任务输入:
################
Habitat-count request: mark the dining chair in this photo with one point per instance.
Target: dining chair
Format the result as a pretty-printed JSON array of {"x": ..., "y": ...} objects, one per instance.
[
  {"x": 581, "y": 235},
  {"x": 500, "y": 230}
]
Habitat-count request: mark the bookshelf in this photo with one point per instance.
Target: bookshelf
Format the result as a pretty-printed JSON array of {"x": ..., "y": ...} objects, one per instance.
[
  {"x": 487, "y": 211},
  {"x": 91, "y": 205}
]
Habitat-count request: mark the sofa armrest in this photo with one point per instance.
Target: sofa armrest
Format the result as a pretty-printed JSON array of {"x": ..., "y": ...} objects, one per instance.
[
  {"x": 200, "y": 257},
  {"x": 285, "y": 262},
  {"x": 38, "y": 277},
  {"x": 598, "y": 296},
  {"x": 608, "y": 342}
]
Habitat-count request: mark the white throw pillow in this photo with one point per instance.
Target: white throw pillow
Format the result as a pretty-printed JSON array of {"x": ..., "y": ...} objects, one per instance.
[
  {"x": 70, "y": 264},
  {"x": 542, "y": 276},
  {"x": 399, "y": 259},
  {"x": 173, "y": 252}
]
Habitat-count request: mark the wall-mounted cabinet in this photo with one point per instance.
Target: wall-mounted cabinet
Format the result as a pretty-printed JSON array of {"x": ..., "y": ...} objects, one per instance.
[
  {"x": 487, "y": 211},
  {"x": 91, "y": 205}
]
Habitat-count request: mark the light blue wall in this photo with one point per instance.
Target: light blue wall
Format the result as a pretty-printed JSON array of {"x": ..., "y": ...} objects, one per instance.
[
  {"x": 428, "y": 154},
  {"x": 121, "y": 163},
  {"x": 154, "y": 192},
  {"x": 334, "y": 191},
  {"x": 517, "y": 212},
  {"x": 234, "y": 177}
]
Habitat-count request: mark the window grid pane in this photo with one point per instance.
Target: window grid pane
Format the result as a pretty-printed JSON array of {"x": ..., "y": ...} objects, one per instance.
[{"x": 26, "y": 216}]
################
指令: 从包含“Habitat-count request: mark the window”的那一行开始，到条目末尾结束（首尾均包含在内），将这些条目整理为两列 CSV，列名为“输入”和“输出”，每个条目占一行。条目文本与其答案各放在一个带引号的字段中，字段内的换行改为空格。

回答:
输入,输出
"Habitat-count request: mark the window grid pane in this photo with one point per instance. Target: window grid pane Format the result as a pretty-printed JSON array of {""x"": ..., ""y"": ...} objects, one per instance.","[{""x"": 26, ""y"": 216}]"